_TEXT EXTRACT_
You could call it a meta-routine.
So it becomes something very similar to work.
What used to be or was initially something like an escape from work
suddenly becomes a very work-like activity.
Ignacio never set out to be an artist,
but he never set out to work full-time in a beige and grey cubicle either.
So art school offered the possibility of something else.
I always thought I have no artistic talent,
which I actually don't in the traditional sense.
I'm not capable of drawing a man or something.
So that's why I
never thought of becoming an artist. I never saw it as an option because of this lack of talent
that I saw in myself. But I always was very interested in the passive way. I was checking
out exhibitions all the time, was very much into art history. Even though Ignacio was much older
than his fellow art students, he felt like he had the advantage because he knew exactly what he wanted.
He studied script writing and filmmaking.
And after graduation, he moved to Berlin with his girlfriend to start living the creative life.

_REQUIREMENT A_
According to the transcript about Ignacio, where did he move after graduation?

_RECORDED INFORMATION_
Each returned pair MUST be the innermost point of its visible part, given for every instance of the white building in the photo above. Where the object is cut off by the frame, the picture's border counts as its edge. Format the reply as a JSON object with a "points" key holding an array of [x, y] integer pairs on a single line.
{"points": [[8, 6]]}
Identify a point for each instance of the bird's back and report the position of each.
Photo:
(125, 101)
...
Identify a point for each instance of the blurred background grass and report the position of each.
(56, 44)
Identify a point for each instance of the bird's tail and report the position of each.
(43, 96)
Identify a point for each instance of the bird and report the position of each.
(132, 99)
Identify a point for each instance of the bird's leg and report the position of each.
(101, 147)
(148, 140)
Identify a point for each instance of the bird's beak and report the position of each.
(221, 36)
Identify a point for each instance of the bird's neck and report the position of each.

_REQUIREMENT B_
In the records, format the stretch from the line containing "Identify a point for each instance of the bird and" through the line containing "Identify a point for each instance of the bird's neck" as a numbered list, omitting any blank lines.

_COMPLETE RESPONSE A_
He moved to Berlin with his girlfriend.

_COMPLETE RESPONSE B_
1. Identify a point for each instance of the bird and report the position of each.
2. (132, 99)
3. Identify a point for each instance of the bird's leg and report the position of each.
4. (101, 147)
5. (148, 140)
6. Identify a point for each instance of the bird's beak and report the position of each.
7. (221, 36)
8. Identify a point for each instance of the bird's neck and report the position of each.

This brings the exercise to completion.